== Records from a point labeling set ==
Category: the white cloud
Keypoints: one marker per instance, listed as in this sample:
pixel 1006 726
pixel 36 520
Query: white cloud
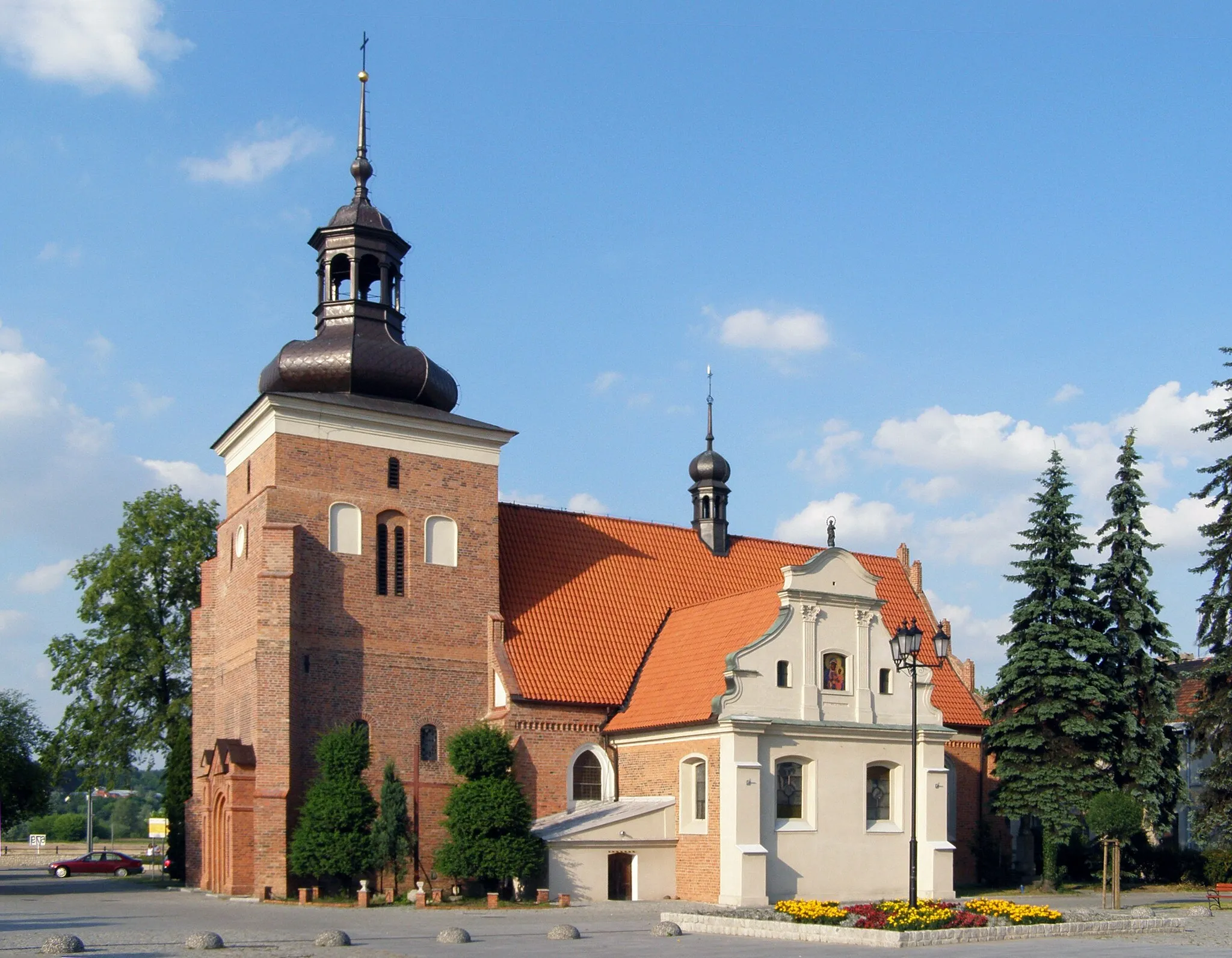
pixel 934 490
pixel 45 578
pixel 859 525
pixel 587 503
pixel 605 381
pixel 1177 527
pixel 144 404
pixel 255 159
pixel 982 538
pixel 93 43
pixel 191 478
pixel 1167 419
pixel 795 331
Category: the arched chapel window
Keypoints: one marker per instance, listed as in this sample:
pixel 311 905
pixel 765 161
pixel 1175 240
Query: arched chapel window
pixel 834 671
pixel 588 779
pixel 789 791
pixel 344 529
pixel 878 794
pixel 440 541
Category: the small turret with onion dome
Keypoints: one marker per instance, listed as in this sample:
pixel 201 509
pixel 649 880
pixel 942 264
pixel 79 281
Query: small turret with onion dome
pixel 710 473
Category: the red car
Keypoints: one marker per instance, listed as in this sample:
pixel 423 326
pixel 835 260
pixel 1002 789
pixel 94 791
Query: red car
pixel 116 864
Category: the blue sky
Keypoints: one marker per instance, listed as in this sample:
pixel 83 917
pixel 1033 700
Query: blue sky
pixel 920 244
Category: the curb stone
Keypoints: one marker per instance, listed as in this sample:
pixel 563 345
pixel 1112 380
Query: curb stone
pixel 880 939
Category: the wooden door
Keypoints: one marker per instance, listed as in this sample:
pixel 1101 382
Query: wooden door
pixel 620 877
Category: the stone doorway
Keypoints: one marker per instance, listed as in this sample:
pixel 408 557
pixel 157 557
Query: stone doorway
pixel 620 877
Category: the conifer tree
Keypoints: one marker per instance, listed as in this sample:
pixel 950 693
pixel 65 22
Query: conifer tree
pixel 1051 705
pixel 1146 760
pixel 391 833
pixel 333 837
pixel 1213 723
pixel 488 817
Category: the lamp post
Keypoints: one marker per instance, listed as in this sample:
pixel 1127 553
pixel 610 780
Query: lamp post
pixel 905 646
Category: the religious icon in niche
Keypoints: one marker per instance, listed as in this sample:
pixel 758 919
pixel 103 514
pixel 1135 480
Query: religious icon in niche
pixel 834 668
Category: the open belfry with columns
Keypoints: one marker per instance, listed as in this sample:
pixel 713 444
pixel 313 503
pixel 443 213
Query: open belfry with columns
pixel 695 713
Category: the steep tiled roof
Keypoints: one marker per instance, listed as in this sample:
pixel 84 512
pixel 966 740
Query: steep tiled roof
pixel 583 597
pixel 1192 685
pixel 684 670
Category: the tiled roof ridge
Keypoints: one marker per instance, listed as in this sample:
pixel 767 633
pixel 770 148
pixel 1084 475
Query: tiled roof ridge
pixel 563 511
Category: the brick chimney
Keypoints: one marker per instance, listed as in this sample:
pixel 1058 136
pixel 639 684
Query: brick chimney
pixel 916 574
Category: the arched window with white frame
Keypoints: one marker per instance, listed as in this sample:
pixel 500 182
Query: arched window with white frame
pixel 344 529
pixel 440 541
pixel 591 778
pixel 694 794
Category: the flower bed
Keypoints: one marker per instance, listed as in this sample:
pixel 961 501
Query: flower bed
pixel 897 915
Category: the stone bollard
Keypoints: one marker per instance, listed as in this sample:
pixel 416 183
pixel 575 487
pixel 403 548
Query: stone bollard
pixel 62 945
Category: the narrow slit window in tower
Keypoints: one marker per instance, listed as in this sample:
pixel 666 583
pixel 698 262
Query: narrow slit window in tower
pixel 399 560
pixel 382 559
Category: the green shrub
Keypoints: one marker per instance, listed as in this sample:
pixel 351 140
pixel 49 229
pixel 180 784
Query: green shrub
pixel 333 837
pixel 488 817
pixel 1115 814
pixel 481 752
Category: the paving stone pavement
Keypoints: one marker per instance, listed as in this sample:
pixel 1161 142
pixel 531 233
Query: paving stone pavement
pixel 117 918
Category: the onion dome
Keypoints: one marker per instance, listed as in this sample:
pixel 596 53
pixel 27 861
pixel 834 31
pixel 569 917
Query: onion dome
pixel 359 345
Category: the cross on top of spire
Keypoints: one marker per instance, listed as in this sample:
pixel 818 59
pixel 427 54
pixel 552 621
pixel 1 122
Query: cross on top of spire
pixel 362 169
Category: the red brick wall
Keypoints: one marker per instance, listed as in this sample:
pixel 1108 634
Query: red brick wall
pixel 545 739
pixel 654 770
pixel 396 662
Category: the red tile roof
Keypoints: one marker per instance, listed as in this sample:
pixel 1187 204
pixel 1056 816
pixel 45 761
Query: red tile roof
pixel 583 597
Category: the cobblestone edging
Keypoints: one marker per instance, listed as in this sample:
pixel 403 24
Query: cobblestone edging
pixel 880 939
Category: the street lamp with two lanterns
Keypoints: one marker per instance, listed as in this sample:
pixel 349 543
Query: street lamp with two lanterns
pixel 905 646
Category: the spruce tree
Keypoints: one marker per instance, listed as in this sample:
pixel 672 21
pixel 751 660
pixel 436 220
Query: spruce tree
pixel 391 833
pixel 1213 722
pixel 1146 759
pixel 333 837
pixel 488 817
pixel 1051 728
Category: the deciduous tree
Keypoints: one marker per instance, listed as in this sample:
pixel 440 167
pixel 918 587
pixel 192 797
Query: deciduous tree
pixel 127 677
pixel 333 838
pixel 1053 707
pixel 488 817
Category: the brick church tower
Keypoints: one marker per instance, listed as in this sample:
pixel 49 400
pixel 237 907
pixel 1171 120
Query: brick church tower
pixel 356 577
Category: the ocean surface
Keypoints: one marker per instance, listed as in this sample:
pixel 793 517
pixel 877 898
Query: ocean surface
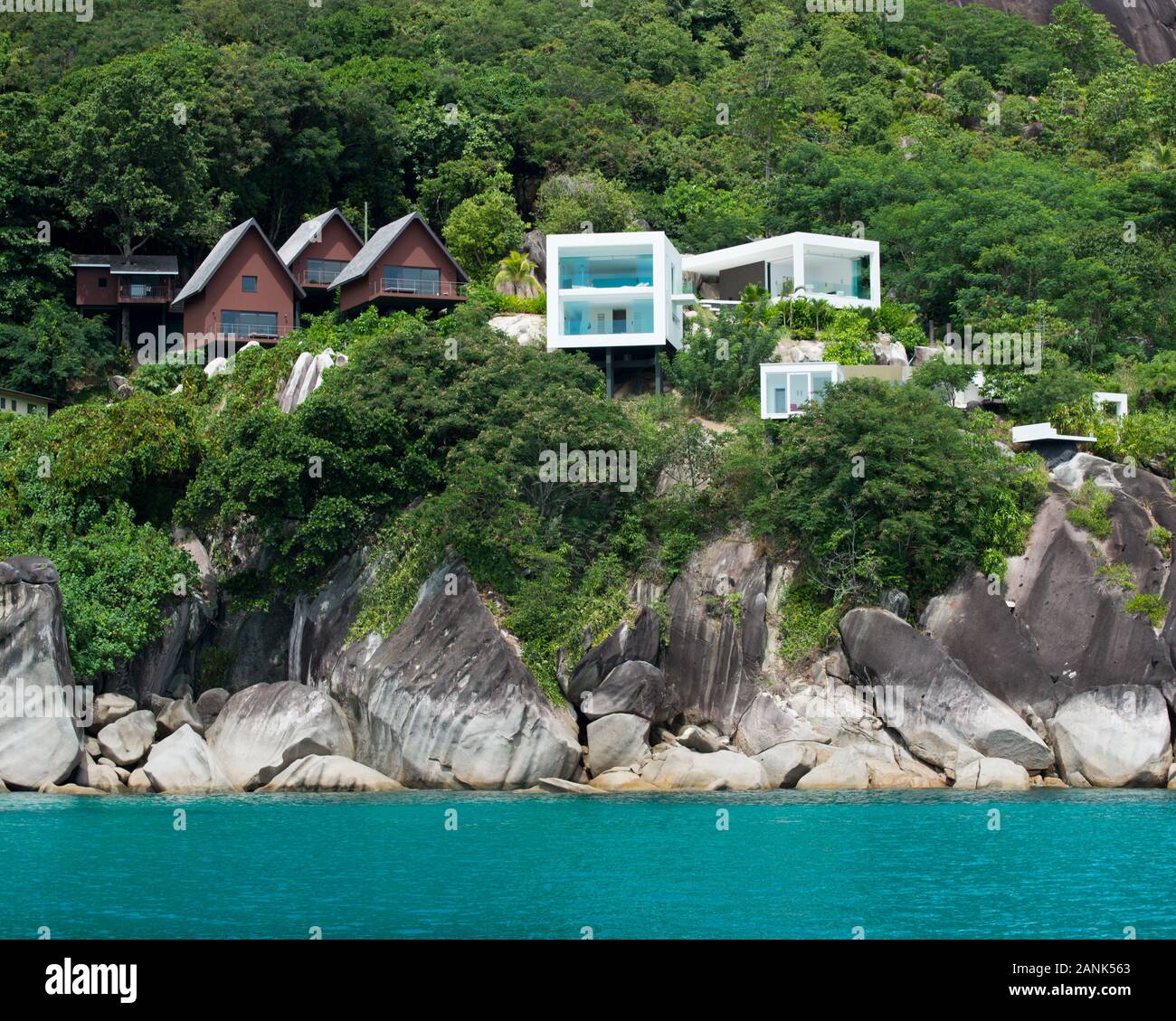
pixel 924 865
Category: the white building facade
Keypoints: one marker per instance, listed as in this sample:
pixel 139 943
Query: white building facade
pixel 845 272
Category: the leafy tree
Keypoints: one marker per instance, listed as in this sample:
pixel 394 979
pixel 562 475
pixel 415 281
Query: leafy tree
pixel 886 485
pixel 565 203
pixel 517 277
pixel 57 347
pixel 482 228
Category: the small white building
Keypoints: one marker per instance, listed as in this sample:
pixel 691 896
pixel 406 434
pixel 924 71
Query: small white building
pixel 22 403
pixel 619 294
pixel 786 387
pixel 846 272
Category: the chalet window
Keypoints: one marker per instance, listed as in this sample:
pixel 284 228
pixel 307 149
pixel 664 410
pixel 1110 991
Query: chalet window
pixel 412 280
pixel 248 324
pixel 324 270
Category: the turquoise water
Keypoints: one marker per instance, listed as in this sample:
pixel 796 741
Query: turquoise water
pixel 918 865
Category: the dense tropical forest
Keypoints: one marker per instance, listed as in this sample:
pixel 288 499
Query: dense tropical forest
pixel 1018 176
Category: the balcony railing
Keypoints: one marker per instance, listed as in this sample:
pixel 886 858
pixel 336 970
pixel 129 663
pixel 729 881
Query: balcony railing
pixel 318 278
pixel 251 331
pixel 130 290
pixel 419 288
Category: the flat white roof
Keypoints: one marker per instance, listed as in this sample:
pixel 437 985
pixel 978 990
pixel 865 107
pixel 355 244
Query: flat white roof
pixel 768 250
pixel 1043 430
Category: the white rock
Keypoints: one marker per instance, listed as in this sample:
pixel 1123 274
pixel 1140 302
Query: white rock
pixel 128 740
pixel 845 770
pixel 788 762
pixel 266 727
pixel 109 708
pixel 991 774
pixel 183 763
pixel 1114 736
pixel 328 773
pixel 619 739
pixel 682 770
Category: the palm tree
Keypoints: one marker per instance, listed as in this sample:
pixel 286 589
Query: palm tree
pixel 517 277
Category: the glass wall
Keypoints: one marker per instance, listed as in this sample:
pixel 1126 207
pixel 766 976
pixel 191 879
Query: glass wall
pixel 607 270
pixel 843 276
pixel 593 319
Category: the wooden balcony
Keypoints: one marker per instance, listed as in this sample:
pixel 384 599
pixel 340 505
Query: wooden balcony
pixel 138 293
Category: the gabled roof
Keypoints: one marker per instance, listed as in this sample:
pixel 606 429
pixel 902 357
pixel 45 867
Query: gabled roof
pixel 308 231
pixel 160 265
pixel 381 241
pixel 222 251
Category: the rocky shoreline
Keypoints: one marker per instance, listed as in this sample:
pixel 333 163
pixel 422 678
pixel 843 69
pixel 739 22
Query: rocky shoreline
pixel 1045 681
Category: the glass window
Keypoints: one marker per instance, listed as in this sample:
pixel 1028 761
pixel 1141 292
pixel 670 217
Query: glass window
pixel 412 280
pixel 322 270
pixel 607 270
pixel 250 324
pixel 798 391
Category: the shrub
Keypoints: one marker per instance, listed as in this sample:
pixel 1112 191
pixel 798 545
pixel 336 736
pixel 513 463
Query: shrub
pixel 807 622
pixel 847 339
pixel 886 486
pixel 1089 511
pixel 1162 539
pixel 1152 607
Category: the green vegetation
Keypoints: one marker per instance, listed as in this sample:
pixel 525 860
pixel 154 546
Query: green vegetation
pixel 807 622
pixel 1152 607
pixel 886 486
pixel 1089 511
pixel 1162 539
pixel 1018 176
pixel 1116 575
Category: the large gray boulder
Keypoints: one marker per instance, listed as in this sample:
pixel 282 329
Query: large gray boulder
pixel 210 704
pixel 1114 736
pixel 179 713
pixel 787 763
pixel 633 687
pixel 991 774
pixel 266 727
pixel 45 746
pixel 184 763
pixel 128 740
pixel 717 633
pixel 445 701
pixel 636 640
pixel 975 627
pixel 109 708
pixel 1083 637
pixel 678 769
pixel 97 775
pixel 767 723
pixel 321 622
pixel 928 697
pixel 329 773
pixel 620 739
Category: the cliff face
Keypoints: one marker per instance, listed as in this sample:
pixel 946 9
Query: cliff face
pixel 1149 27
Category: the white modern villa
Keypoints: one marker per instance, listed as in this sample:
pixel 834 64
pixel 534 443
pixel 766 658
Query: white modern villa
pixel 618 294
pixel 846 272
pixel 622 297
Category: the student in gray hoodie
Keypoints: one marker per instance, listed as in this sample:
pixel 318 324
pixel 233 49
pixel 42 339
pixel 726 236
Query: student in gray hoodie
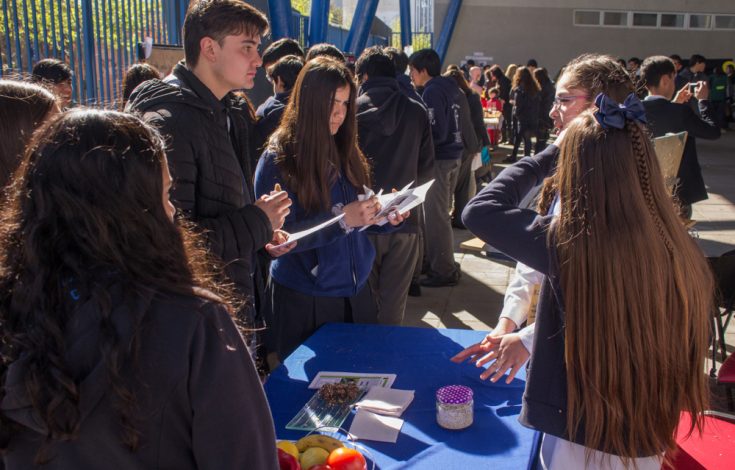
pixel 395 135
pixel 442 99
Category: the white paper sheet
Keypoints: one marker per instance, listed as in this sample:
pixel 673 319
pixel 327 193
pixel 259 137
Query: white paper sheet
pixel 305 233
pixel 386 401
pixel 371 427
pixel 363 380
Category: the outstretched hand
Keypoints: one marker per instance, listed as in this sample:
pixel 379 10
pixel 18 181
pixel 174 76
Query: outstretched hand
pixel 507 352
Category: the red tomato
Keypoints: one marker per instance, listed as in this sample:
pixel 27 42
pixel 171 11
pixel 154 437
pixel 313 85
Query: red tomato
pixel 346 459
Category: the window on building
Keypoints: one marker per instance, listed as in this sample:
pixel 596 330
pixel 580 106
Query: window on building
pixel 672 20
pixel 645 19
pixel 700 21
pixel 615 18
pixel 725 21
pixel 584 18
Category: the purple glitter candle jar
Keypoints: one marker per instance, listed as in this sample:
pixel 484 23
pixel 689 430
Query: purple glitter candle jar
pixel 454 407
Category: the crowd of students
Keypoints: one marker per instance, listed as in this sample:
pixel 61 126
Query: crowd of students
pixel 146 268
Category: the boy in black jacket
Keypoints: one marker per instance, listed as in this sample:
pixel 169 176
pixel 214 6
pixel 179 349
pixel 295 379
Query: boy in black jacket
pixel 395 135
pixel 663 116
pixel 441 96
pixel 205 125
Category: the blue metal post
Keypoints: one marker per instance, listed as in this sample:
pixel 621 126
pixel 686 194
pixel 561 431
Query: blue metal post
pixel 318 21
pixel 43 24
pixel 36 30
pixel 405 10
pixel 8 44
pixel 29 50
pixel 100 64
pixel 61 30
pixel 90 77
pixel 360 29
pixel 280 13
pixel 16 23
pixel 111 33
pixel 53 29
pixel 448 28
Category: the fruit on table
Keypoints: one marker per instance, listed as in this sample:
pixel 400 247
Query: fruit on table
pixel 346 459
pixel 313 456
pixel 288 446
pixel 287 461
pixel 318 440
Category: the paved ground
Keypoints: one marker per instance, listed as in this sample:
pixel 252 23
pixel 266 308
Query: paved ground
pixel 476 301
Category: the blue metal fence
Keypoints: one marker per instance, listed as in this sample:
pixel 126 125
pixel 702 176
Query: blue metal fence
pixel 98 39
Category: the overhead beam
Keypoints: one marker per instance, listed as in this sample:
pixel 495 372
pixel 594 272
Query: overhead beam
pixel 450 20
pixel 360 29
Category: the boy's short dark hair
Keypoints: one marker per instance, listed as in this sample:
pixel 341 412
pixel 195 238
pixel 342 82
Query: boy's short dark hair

== Short task ==
Format the lines of the records above as a JSON list of strings, one string per line and with blank lines omitted, from the line with "Category: the green vegetation" up to and including the line with "pixel 363 380". Leave the pictures out of the answer.

== Answer in full ==
[
  "Category: the green vegetation",
  "Keypoints: one marker per instance, listed as in this sample:",
  "pixel 525 860",
  "pixel 154 546",
  "Query: green vegetation",
  "pixel 807 622",
  "pixel 1152 607",
  "pixel 886 486",
  "pixel 1089 511",
  "pixel 1162 539",
  "pixel 1018 176",
  "pixel 1116 575",
  "Category: the large gray boulder",
  "Keypoints: one marker per instance, listed as in this sample:",
  "pixel 282 329",
  "Query: large gray boulder",
  "pixel 210 704",
  "pixel 1114 736",
  "pixel 179 713",
  "pixel 787 763",
  "pixel 633 687",
  "pixel 991 774",
  "pixel 266 727",
  "pixel 45 746",
  "pixel 184 763",
  "pixel 128 740",
  "pixel 717 633",
  "pixel 445 701",
  "pixel 636 640",
  "pixel 975 627",
  "pixel 109 708",
  "pixel 1083 637",
  "pixel 678 769",
  "pixel 97 775",
  "pixel 767 723",
  "pixel 321 622",
  "pixel 928 697",
  "pixel 329 773",
  "pixel 620 739",
  "Category: the cliff face",
  "Keypoints: one marker per instance, listed as in this sample:",
  "pixel 946 9",
  "Query: cliff face",
  "pixel 1149 27",
  "Category: the white modern villa",
  "Keypoints: one marker per instance, listed as in this sample:",
  "pixel 834 64",
  "pixel 534 443",
  "pixel 766 658",
  "Query: white modern villa",
  "pixel 618 294",
  "pixel 846 272",
  "pixel 622 297",
  "Category: the student in gray hoodie",
  "Keypoints: one marker per instance, listed as in this sample:",
  "pixel 318 324",
  "pixel 233 49",
  "pixel 42 339",
  "pixel 726 236",
  "Query: student in gray hoodie",
  "pixel 395 135",
  "pixel 442 99",
  "Category: the white paper sheet",
  "Keypoints: one marker per instance, listed as in this sample:",
  "pixel 673 319",
  "pixel 327 193",
  "pixel 259 137",
  "Query: white paper sheet",
  "pixel 305 233",
  "pixel 386 401",
  "pixel 371 427",
  "pixel 363 380"
]